(Entries from a dataset)
· · · · ·
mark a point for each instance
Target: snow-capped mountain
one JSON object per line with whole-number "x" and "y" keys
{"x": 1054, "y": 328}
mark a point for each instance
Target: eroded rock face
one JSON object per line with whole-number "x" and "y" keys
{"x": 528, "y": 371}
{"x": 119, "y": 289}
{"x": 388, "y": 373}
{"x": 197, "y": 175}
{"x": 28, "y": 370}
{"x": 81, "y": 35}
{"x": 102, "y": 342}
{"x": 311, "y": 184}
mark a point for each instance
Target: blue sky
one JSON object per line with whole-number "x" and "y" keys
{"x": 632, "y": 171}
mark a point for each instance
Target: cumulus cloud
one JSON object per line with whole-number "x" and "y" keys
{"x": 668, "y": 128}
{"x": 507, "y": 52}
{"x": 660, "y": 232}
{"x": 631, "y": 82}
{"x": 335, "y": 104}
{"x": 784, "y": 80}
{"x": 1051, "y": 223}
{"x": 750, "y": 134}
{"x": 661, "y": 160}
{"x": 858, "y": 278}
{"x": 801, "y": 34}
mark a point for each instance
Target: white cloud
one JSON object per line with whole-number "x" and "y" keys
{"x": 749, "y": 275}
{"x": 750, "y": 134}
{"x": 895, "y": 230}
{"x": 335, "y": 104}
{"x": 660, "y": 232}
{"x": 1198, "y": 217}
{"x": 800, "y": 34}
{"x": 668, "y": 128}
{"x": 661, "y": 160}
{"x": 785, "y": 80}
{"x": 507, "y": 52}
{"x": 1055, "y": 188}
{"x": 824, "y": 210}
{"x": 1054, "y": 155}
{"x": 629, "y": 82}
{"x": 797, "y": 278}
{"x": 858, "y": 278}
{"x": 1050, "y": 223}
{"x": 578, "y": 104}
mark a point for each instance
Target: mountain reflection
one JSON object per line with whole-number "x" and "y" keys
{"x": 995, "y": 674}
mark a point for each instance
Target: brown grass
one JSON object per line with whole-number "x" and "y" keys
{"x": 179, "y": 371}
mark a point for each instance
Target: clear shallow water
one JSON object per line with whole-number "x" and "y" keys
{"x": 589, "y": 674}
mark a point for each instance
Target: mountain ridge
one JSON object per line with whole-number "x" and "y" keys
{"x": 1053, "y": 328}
· · · · ·
Reproduce all of the rows above in full, including each request line, and add 133 to every x and y coordinate in the answers.

> _Response to the task_
mark a point for each instance
Target: snow-capped mountain
one JSON object per line with whole-number "x" and "y" keys
{"x": 1187, "y": 461}
mark a point for each instance
Target: eroded rock face
one JSON object per line with whole-number "x" and "y" keys
{"x": 661, "y": 504}
{"x": 252, "y": 422}
{"x": 521, "y": 506}
{"x": 330, "y": 308}
{"x": 161, "y": 503}
{"x": 214, "y": 168}
{"x": 235, "y": 475}
{"x": 444, "y": 317}
mark a point for each instance
Target: blue sky
one JSON object per line with whole-number "x" and "y" keys
{"x": 765, "y": 304}
mark a point for each instance
Target: cumulus cloud
one JSON object per line with whole-number "x" and "y" keys
{"x": 801, "y": 261}
{"x": 640, "y": 185}
{"x": 793, "y": 365}
{"x": 764, "y": 215}
{"x": 468, "y": 237}
{"x": 917, "y": 213}
{"x": 1184, "y": 356}
{"x": 883, "y": 267}
{"x": 794, "y": 293}
{"x": 991, "y": 411}
{"x": 934, "y": 167}
mark a point for each instance
Target: white cloud
one JSON object per line with whole-number "x" and "y" keys
{"x": 882, "y": 408}
{"x": 883, "y": 267}
{"x": 1028, "y": 363}
{"x": 468, "y": 237}
{"x": 793, "y": 365}
{"x": 1331, "y": 350}
{"x": 933, "y": 167}
{"x": 801, "y": 261}
{"x": 794, "y": 293}
{"x": 918, "y": 213}
{"x": 640, "y": 185}
{"x": 1188, "y": 321}
{"x": 957, "y": 343}
{"x": 1187, "y": 288}
{"x": 762, "y": 215}
{"x": 930, "y": 411}
{"x": 991, "y": 411}
{"x": 1183, "y": 356}
{"x": 711, "y": 237}
mark a point for each instance
Target: mountain reflection
one JSON object per line with whole-number "x" and "y" keys
{"x": 1128, "y": 807}
mark a point for each instance
Target: brown grass
one JSON object per line with whole-number "x" and "y" keys
{"x": 312, "y": 504}
mark a point for each instance
Target: clear shallow water
one JSON object per line with whole-number "x" and "y" keys
{"x": 722, "y": 807}
mark a point for each instance
Target: mountain ridge
one JSON object per line with whole-number "x" and "y" keys
{"x": 1186, "y": 461}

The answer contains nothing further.